- _Document excerpt_
──────────
To visualize the effect from the summary statistics approach on the group-level, we create a raincloud plot of the z-values from the linear model permutations for each subject.

# plot regression z-values
f8c<-ggplot(fit_beh_bias, aes(x=as.factor(1),y=z), colour= aHPC_colors["across_main"], fill=aHPC_colors["across_main"]) +
  # plot the violin
  gghalves::geom_half_violin(position=position_nudge(0.1), 
                             side = "r", fill=aHPC_colors["across_main"], color = NA) +
  geom_point(aes(x = 1-.2), alpha = 0.7, 
             position = position_jitter(width = .1, height = 0),
             shape=16, colour=aHPC_colors["across_main"], size = 1)+
  geom_boxplot(width = .1, fill=aHPC_colors["across_main"], colour = "black", outlier.shape = NA) +
  stat_summary(fun = mean, geom = "point", size = 1, shape = 16,
               position = position_nudge(.1), colour = "black") + 
  stat_summary(fun.data = mean_se, geom = "errorbar",
               position = position_nudge(.1), colour = "black", width = 0, size = 0.5)+
  ylab('Z regression') + xlab('generalization\n bias') + 
  annotate(geom = "text", x = 1, y = Inf, label = "***", hjust = 0.5, vjust = 1, size = 8/.pt, family=font2use) +
  guides(color = "none", fill = "none")+
  theme_cowplot() +
  theme(axis.text.x = element_blank())
f8c

# save source data
source_dat <-ggplot_build(f8c)$data[[2]]
readr::write_tsv(source_dat %>% select(x,y), 
                 file = file.path(dirs$source_dat_dir, "f8c.txt"))

Mixed Model

Further, we analyzed these data using the linear mixed model approach (Supplemental Figure 4OP, Supplemental Table 16).

We also want to this effect using a linear mixed model. We use the maximal random effects structure with random intercepts and random slopes for participants.

Let’s fit the model and get tidy summaries.

# z-score the relative time of other events for each participant
beh_data <- beh_data %>% 
  group_by(sub_id) %>%
  mutate(rel_time_other_events_z = scale(rel_time_other_events)) %>%
  ungroup()
  
# Fit the model
set.seed(245) # set seed for reproducibility
lmm_full <- lme4::lmer("timeline_error ~ rel_time_other_events_z + (1+rel_time_other_events_z|sub_id)", 
                 data=beh_data, REML=FALSE)

# tidy summary of the fixed effects that calculates 95% CIs
lmm_full_bm <- broom.mixed::tidy(lmm_full, effects = "fixed", conf.int=TRUE, conf.method="profile")

## Computing profile confidence intervals ...

# tidy summary of the random effects
lmm_full_bm_re <- broom.mixed::tidy(lmm_full, effects = "ran_pars")

Compare against a reduced model without the fixed effect of interest.

# fit reduced model
set.seed(248) # set seed for reproducibility
lmm_reduced <- lme4::lmer("timeline_error ~ 1 + (1+rel_time_other_events_z|sub_id)", 
                 data=beh_data, REML=FALSE)
──────────
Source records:
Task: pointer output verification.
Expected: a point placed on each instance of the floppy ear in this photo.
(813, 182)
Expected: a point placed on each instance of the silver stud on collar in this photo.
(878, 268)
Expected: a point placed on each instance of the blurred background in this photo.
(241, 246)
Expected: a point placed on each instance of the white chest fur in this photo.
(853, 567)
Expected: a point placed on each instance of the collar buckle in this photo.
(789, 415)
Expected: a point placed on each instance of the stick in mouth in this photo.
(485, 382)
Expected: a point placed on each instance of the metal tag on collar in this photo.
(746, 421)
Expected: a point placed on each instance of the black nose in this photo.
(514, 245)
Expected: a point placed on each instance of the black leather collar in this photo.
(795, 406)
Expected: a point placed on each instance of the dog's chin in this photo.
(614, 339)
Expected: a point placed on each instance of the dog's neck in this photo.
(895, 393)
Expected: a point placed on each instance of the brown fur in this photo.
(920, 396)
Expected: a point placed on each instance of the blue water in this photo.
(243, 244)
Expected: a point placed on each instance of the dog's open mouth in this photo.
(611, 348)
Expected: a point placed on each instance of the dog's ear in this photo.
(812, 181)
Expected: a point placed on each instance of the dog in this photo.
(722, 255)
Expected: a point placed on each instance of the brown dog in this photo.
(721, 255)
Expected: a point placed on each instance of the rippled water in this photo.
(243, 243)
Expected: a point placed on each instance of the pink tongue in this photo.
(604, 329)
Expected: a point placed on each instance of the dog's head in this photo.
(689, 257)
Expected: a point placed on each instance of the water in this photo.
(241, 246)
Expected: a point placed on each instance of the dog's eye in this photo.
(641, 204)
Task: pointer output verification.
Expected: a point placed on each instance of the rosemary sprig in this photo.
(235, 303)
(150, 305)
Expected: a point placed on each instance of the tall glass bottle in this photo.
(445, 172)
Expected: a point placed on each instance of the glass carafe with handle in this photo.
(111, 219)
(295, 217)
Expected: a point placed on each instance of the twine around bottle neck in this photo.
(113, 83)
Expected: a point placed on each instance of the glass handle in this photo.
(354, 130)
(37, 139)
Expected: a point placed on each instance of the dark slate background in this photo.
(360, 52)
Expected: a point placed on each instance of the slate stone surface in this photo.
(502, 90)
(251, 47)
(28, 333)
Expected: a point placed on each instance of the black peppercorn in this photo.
──────────
- _Set tasks_
[A] Return the part of the R analysis excerpt starting at "# tidy summary of the fixed" and ending at "confidence intervals ...".
[B] Replace every "glass" with "crystal" in the records starting at the line that contains "Expected: a point placed on each instance of the brown fur" and ending at the last line of the records. Return only those lines, with nothing else changed.

- _Exercise answers_
[A]
# tidy summary of the fixed effects that calculates 95% CIs
lmm_full_bm <- broom.mixed::tidy(lmm_full, effects = "fixed", conf.int=TRUE, conf.method="profile")

## Computing profile confidence intervals ...

[B]
Expected: a point placed on each instance of the brown fur in this photo.
(920, 396)
Expected: a point placed on each instance of the blue water in this photo.
(243, 244)
Expected: a point placed on each instance of the dog's open mouth in this photo.
(611, 348)
Expected: a point placed on each instance of the dog's ear in this photo.
(812, 181)
Expected: a point placed on each instance of the dog in this photo.
(722, 255)
Expected: a point placed on each instance of the brown dog in this photo.
(721, 255)
Expected: a point placed on each instance of the rippled water in this photo.
(243, 243)
Expected: a point placed on each instance of the pink tongue in this photo.
(604, 329)
Expected: a point placed on each instance of the dog's head in this photo.
(689, 257)
Expected: a point placed on each instance of the water in this photo.
(241, 246)
Expected: a point placed on each instance of the dog's eye in this photo.
(641, 204)
Task: pointer output verification.
Expected: a point placed on each instance of the rosemary sprig in this photo.
(235, 303)
(150, 305)
Expected: a point placed on each instance of the tall crystal bottle in this photo.
(445, 172)
Expected: a point placed on each instance of the crystal carafe with handle in this photo.
(111, 219)
(295, 217)
Expected: a point placed on each instance of the twine around bottle neck in this photo.
(113, 83)
Expected: a point placed on each instance of the crystal handle in this photo.
(354, 130)
(37, 139)
Expected: a point placed on each instance of the dark slate background in this photo.
(360, 52)
Expected: a point placed on each instance of the slate stone surface in this photo.
(502, 90)
(251, 47)
(28, 333)
Expected: a point placed on each instance of the black peppercorn in this photo.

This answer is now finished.